Records from a dataset:
— BEGIN —

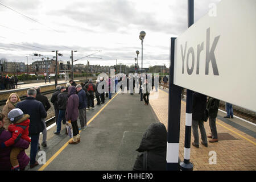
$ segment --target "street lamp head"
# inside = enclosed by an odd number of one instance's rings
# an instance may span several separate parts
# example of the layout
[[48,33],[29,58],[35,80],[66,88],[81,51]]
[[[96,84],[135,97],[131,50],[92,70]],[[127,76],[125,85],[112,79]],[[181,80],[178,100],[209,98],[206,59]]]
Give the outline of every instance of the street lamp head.
[[146,35],[146,32],[143,31],[142,31],[141,32],[141,33],[139,33],[139,35],[143,38],[144,39],[144,38],[145,37]]

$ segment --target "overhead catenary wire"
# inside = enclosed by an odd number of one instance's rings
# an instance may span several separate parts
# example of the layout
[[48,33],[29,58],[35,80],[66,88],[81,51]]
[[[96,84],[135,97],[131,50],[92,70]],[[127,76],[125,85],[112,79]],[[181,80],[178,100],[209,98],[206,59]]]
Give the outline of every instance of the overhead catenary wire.
[[24,15],[24,14],[22,14],[22,13],[19,13],[19,12],[18,12],[18,11],[16,11],[16,10],[14,10],[13,9],[12,9],[12,8],[11,8],[11,7],[8,7],[8,6],[5,5],[3,5],[3,4],[2,3],[0,3],[0,5],[2,5],[2,6],[4,6],[4,7],[6,7],[6,8],[7,8],[7,9],[10,9],[10,10],[12,10],[12,11],[14,11],[14,12],[15,12],[15,13],[18,13],[18,14],[19,14],[19,15],[22,15],[22,16],[24,16],[24,17],[27,18],[27,19],[30,19],[31,20],[32,20],[32,21],[33,21],[33,22],[36,22],[36,23],[39,23],[39,24],[42,24],[42,25],[43,25],[44,26],[47,27],[48,28],[49,28],[49,29],[51,29],[51,30],[53,30],[53,31],[55,31],[55,32],[58,32],[58,33],[60,32],[58,31],[56,31],[56,30],[54,30],[54,29],[53,29],[53,28],[51,28],[51,27],[49,27],[48,26],[46,26],[46,24],[43,24],[43,23],[42,23],[39,22],[38,20],[35,20],[35,19],[32,18],[30,18],[30,17],[29,17],[29,16],[27,16],[27,15]]

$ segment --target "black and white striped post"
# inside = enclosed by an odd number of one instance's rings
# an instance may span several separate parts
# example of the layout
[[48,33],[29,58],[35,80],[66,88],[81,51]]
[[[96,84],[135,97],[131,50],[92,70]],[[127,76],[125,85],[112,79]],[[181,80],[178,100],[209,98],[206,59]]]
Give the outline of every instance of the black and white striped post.
[[169,70],[169,103],[168,110],[167,169],[179,168],[179,147],[181,88],[174,85],[175,38],[171,38],[171,64]]
[[[188,27],[189,27],[194,23],[194,0],[188,0]],[[189,162],[191,140],[192,94],[193,91],[187,89],[184,162],[181,162],[180,163],[180,169],[182,171],[193,171],[193,164]]]

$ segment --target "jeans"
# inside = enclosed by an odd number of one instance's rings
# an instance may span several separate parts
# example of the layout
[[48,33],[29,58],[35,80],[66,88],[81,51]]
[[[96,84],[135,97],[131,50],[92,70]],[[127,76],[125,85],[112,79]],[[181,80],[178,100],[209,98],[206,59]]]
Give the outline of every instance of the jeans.
[[97,105],[101,104],[101,100],[100,98],[100,96],[96,96],[97,98]]
[[47,138],[47,130],[46,129],[46,118],[42,119],[42,122],[44,125],[44,129],[43,130],[43,143],[46,142]]
[[81,129],[86,126],[86,108],[79,109],[79,121],[80,122]]
[[193,130],[193,135],[194,136],[194,143],[195,144],[199,144],[199,136],[198,134],[198,127],[201,133],[201,139],[204,144],[207,144],[207,136],[205,129],[204,129],[204,121],[192,119],[192,128]]
[[36,153],[38,152],[38,144],[39,139],[39,134],[30,135],[31,143],[30,143],[30,165],[35,164]]
[[88,98],[89,98],[89,105],[88,105],[87,106],[87,107],[88,107],[88,108],[90,108],[90,106],[92,107],[94,107],[94,96],[93,94],[92,94],[92,95],[89,95],[89,96],[88,96]]
[[231,104],[226,102],[226,115],[228,117],[233,117],[233,107]]
[[142,89],[141,87],[139,88],[139,93],[141,94],[141,101],[142,101],[143,94],[142,93]]
[[59,111],[58,121],[57,122],[57,132],[60,133],[61,129],[61,120],[65,120],[65,109],[60,109]]
[[59,109],[54,109],[54,112],[55,113],[55,122],[56,125],[57,125],[58,123],[58,117],[59,117]]
[[79,134],[79,130],[77,125],[77,121],[71,121],[73,129],[73,136],[75,136]]
[[[146,98],[146,97],[147,97],[147,98]],[[149,94],[144,93],[143,94],[143,99],[145,101],[145,103],[147,104],[148,104],[149,100],[148,100]]]
[[216,118],[209,117],[209,125],[210,125],[212,138],[218,139],[216,129]]
[[105,94],[104,94],[104,93],[101,94],[101,103],[105,103]]

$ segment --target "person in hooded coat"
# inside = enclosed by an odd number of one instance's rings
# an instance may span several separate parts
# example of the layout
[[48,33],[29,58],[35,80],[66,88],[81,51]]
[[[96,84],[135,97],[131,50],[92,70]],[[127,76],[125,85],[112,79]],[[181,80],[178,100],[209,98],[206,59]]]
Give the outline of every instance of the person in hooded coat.
[[163,123],[151,124],[137,150],[142,153],[137,156],[133,170],[166,170],[167,138],[167,131]]
[[71,122],[73,129],[73,140],[69,144],[77,144],[80,142],[80,134],[77,125],[79,115],[79,97],[76,94],[76,88],[74,86],[68,87],[68,99],[67,102],[66,119]]

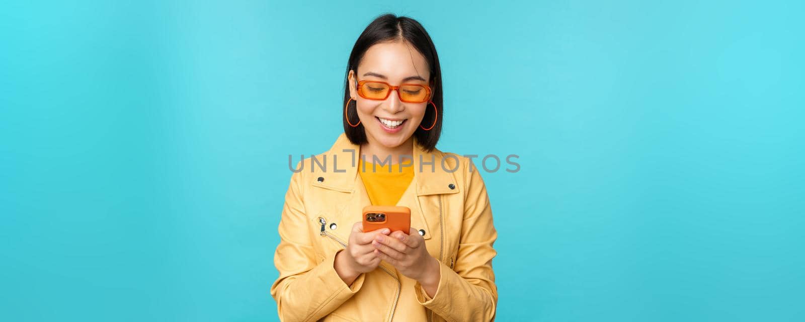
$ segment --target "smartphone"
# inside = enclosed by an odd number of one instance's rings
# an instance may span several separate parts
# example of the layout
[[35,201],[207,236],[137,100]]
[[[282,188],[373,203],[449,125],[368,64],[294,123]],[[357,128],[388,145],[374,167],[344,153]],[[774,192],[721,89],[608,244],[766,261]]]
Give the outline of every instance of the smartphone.
[[363,232],[388,228],[406,234],[411,229],[411,209],[402,206],[366,206],[363,208]]

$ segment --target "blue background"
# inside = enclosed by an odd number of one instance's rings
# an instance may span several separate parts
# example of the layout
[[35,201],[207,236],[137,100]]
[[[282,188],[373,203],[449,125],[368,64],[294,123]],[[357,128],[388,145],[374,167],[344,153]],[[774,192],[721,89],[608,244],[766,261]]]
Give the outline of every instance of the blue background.
[[196,2],[0,5],[2,320],[276,320],[287,155],[386,11],[440,149],[520,155],[499,320],[805,320],[803,2]]

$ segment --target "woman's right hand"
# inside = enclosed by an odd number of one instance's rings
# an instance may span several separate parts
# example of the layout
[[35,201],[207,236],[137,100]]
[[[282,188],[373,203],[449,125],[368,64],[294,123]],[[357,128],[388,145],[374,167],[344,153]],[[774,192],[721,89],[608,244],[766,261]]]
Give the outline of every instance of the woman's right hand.
[[390,233],[391,231],[388,228],[364,233],[362,222],[353,225],[347,248],[338,251],[334,263],[336,272],[344,283],[351,285],[361,274],[370,272],[378,267],[380,256],[375,254],[372,241],[378,233],[388,235]]

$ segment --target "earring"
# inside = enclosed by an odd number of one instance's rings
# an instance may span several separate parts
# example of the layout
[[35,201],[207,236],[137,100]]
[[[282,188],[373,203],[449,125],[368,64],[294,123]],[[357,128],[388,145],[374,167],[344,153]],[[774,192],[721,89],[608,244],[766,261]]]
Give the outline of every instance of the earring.
[[[428,128],[426,129],[424,126],[422,126],[422,124],[419,124],[419,127],[421,127],[422,130],[430,130],[431,129],[433,128],[433,126],[436,126],[436,120],[439,119],[439,109],[436,109],[436,105],[435,103],[433,103],[433,101],[428,101],[427,102],[431,103],[431,104],[433,104],[433,111],[436,112],[436,114],[434,114],[434,117],[433,117],[433,124],[431,125],[431,127],[428,127]],[[426,105],[425,107],[427,108],[427,105]]]
[[[349,122],[349,115],[347,113],[347,109],[349,109],[349,101],[354,101],[354,100],[353,100],[350,97],[349,100],[347,101],[347,104],[345,105],[344,105],[344,117],[346,118],[346,119],[347,119],[347,124],[349,124],[349,126],[357,127],[357,126],[361,125],[361,120],[360,119],[357,120],[357,124],[353,124],[352,122]],[[357,101],[355,101],[355,109],[357,109]]]

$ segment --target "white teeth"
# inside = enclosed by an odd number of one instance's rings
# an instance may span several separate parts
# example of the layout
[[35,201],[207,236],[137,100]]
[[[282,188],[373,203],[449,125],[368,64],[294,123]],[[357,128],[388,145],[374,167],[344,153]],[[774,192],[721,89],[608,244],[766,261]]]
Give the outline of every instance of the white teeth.
[[394,129],[394,128],[395,128],[397,126],[399,126],[400,124],[402,124],[402,121],[391,121],[391,120],[386,120],[385,118],[378,118],[378,119],[379,119],[380,122],[382,123],[383,123],[383,125],[385,125],[385,126],[388,126],[390,128],[392,128],[392,129]]

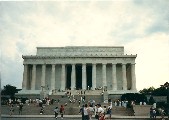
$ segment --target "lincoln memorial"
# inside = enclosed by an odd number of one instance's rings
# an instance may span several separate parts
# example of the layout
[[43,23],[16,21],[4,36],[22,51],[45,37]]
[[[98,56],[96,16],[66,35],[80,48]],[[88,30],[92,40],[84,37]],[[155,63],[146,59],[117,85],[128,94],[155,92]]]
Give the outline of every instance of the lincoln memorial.
[[23,55],[21,93],[106,89],[109,94],[134,93],[135,59],[123,46],[37,47]]

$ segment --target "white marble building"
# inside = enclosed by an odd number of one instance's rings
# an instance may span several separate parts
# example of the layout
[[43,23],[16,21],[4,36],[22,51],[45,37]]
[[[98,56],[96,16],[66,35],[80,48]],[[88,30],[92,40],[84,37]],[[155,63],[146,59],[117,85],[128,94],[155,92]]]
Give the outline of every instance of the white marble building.
[[107,88],[109,93],[136,92],[135,59],[122,46],[37,47],[23,55],[21,93],[42,90]]

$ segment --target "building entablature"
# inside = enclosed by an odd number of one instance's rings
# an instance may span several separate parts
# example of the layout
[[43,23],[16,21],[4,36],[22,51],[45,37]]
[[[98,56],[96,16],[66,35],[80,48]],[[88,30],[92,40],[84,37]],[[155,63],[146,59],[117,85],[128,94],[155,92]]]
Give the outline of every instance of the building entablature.
[[37,58],[40,58],[40,59],[44,59],[44,58],[47,58],[47,59],[53,59],[53,58],[136,58],[137,57],[137,54],[136,55],[89,55],[89,54],[86,54],[86,55],[67,55],[67,56],[39,56],[39,55],[24,55],[22,56],[23,59],[37,59]]

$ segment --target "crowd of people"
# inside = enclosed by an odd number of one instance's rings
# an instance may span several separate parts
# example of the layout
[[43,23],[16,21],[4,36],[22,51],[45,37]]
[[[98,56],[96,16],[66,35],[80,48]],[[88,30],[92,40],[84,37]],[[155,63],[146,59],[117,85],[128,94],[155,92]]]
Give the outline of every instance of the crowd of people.
[[[94,99],[91,99],[89,101],[86,101],[85,98],[85,92],[80,92],[80,99],[76,99],[75,96],[71,93],[71,92],[66,92],[65,93],[65,98],[68,98],[67,101],[65,103],[63,103],[63,101],[61,101],[60,104],[60,99],[54,100],[54,99],[49,99],[48,97],[43,98],[43,99],[27,99],[25,101],[25,105],[34,105],[36,107],[41,107],[39,114],[45,114],[45,106],[46,105],[53,105],[55,102],[57,102],[58,104],[55,104],[55,109],[54,109],[54,113],[55,113],[55,118],[58,118],[58,115],[60,113],[61,115],[61,119],[63,119],[63,115],[65,113],[65,108],[68,104],[74,104],[77,103],[75,105],[78,105],[79,107],[79,114],[82,115],[82,120],[92,120],[93,117],[95,117],[97,120],[105,120],[105,119],[110,119],[112,116],[112,105],[114,106],[118,106],[118,107],[125,107],[127,108],[127,104],[129,103],[127,100],[125,101],[121,101],[120,99],[115,100],[112,103],[112,100],[109,99],[108,102],[105,104],[103,104],[101,106],[100,103],[96,104]],[[131,105],[135,105],[134,101],[130,101]],[[19,115],[22,115],[22,110],[23,110],[23,103],[21,99],[9,99],[8,100],[8,105],[10,106],[9,108],[9,114],[10,116],[14,114],[14,104],[17,105],[18,108],[18,113]],[[146,105],[145,102],[140,102],[140,105]],[[160,113],[161,118],[164,118],[165,112],[164,109],[156,109],[156,106],[152,106],[150,108],[150,118],[151,119],[155,119],[157,116],[157,112]]]

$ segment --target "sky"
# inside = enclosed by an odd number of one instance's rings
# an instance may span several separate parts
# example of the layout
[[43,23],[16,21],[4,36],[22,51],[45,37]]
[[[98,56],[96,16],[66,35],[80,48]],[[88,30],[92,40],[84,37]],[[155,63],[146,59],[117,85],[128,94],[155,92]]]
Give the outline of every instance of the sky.
[[169,82],[169,1],[0,1],[1,87],[22,88],[36,47],[124,46],[137,90]]

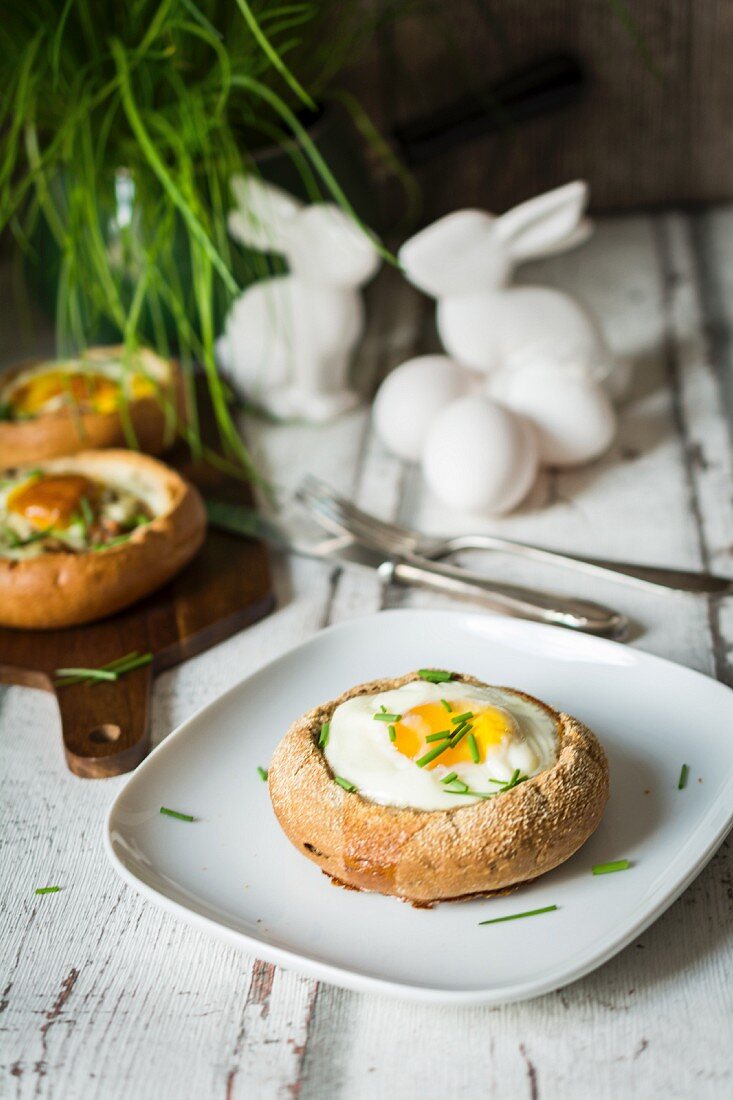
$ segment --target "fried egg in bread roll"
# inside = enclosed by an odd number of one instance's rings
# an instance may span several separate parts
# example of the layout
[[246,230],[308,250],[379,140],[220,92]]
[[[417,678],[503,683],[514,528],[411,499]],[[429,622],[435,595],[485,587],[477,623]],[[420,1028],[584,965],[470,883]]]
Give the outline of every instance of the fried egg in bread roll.
[[198,491],[134,451],[0,473],[0,625],[102,618],[174,576],[204,541]]
[[177,362],[145,349],[24,363],[0,373],[0,469],[103,447],[158,454],[184,410]]
[[359,684],[277,746],[277,820],[335,882],[418,905],[502,893],[564,862],[601,821],[609,769],[587,726],[447,675]]

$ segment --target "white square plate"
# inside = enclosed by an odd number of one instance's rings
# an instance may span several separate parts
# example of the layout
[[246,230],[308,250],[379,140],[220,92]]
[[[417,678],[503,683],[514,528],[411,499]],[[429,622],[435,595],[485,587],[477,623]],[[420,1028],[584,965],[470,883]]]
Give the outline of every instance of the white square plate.
[[[425,666],[537,695],[605,746],[611,799],[599,829],[512,895],[417,910],[337,889],[285,838],[258,776],[303,712]],[[321,631],[184,723],[116,799],[106,847],[146,898],[267,961],[350,989],[500,1004],[600,966],[694,878],[733,817],[732,730],[733,692],[638,650],[518,619],[382,612]],[[196,822],[163,816],[162,805]],[[630,870],[591,873],[624,857]],[[550,904],[557,912],[479,926]]]

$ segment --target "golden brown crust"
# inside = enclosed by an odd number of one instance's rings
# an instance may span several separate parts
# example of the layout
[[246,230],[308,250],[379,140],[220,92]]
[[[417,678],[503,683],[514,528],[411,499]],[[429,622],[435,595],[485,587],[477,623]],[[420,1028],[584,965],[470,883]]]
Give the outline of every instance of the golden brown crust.
[[[120,354],[121,346],[94,348],[89,358],[101,352]],[[0,375],[4,384],[40,360],[28,360]],[[139,449],[145,454],[161,454],[175,442],[175,421],[185,415],[185,395],[180,367],[176,360],[171,364],[171,385],[166,398],[172,409],[166,414],[157,396],[138,397],[128,405],[130,424]],[[175,418],[173,417],[175,410]],[[107,447],[127,447],[124,427],[119,413],[91,413],[57,409],[33,417],[31,420],[0,421],[0,469],[22,466],[79,451],[101,450]]]
[[154,482],[165,506],[125,542],[106,550],[42,553],[21,561],[0,558],[0,626],[47,630],[103,618],[168,581],[204,541],[206,512],[198,491],[156,459],[106,450],[83,452],[67,462],[101,481],[123,468],[147,484]]
[[[321,723],[354,695],[418,679],[359,684],[298,718],[269,769],[272,804],[291,842],[327,875],[359,890],[429,904],[493,893],[569,859],[598,826],[609,768],[595,735],[523,692],[558,724],[555,766],[491,801],[456,810],[383,806],[333,782],[318,747]],[[469,675],[464,683],[483,685]],[[505,689],[514,691],[514,689]]]

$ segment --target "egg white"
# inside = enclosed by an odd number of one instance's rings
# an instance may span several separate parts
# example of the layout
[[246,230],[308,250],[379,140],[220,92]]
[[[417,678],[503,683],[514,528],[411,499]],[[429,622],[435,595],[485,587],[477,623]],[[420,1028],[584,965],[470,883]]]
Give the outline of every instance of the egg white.
[[[473,703],[477,713],[479,707],[491,706],[508,715],[510,732],[488,748],[481,763],[418,768],[392,744],[387,724],[374,719],[381,706],[387,713],[406,714],[415,706],[439,703],[441,698]],[[358,695],[337,706],[325,755],[333,774],[353,783],[371,802],[415,810],[455,810],[480,800],[450,794],[440,782],[445,776],[455,771],[472,791],[481,792],[495,790],[489,780],[507,781],[517,768],[524,776],[536,776],[557,758],[557,723],[536,703],[503,688],[415,680],[376,695]]]

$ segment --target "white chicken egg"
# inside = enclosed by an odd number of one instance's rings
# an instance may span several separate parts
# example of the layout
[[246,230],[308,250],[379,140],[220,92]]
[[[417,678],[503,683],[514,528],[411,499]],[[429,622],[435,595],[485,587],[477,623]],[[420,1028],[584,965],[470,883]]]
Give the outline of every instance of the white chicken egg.
[[616,431],[611,398],[594,382],[533,369],[489,381],[492,396],[535,428],[539,461],[575,466],[608,450]]
[[425,480],[445,504],[463,512],[510,512],[537,473],[530,427],[477,394],[459,397],[433,421],[423,450]]
[[[439,735],[466,725],[446,747]],[[453,810],[551,768],[557,723],[505,688],[414,680],[337,706],[325,752],[333,774],[371,802]]]
[[374,398],[374,427],[393,454],[417,462],[427,431],[456,397],[480,380],[447,355],[408,359],[386,376]]

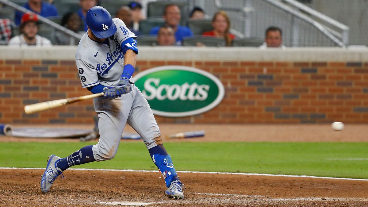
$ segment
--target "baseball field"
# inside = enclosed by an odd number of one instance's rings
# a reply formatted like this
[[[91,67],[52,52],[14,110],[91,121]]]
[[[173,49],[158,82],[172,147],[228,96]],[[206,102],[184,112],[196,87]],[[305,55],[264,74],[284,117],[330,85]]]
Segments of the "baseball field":
[[[159,126],[164,145],[185,185],[184,200],[165,197],[162,176],[140,140],[122,140],[112,160],[66,171],[64,178],[59,177],[45,194],[39,186],[47,156],[66,157],[98,140],[80,143],[78,139],[1,137],[0,156],[4,158],[0,162],[0,203],[27,206],[107,206],[120,203],[116,202],[148,206],[368,206],[365,124],[348,124],[339,132],[326,124]],[[206,135],[166,138],[196,130],[205,130]],[[126,131],[132,129],[127,126]]]

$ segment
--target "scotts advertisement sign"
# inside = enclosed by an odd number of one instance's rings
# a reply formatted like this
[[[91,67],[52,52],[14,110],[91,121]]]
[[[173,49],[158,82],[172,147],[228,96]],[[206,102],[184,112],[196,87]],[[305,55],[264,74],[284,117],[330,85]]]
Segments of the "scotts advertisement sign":
[[[217,78],[189,67],[154,67],[134,78],[153,113],[163,116],[187,116],[207,111],[221,102],[224,94]]]

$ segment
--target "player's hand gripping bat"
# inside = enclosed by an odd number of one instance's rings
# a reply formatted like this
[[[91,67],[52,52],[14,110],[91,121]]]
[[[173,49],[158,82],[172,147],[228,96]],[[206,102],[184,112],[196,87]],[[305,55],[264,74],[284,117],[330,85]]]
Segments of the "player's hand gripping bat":
[[[24,106],[24,112],[27,114],[43,111],[51,109],[56,108],[62,106],[70,104],[74,102],[83,101],[86,99],[103,96],[103,93],[99,93],[90,95],[82,96],[74,98],[70,98],[50,101],[46,102],[41,102],[38,104],[34,104]]]

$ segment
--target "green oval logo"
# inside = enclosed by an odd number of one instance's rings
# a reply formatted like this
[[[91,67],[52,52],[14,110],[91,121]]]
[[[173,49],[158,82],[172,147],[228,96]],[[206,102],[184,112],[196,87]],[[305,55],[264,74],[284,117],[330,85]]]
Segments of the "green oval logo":
[[[163,116],[188,116],[203,113],[219,104],[224,94],[220,80],[194,67],[156,67],[140,73],[134,78],[153,114]]]

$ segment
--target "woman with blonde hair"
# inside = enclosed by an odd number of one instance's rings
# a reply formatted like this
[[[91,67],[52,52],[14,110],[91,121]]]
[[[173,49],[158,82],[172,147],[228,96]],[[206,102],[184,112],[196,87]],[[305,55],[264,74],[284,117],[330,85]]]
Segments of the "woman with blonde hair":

— END —

| WRITTEN EXERCISE |
Pull out every line of the records above that contains the string "smartphone", and copy each one in full.

| ANSWER IN FULL |
$ segment --target "smartphone"
Give the outline of every instance of the smartphone.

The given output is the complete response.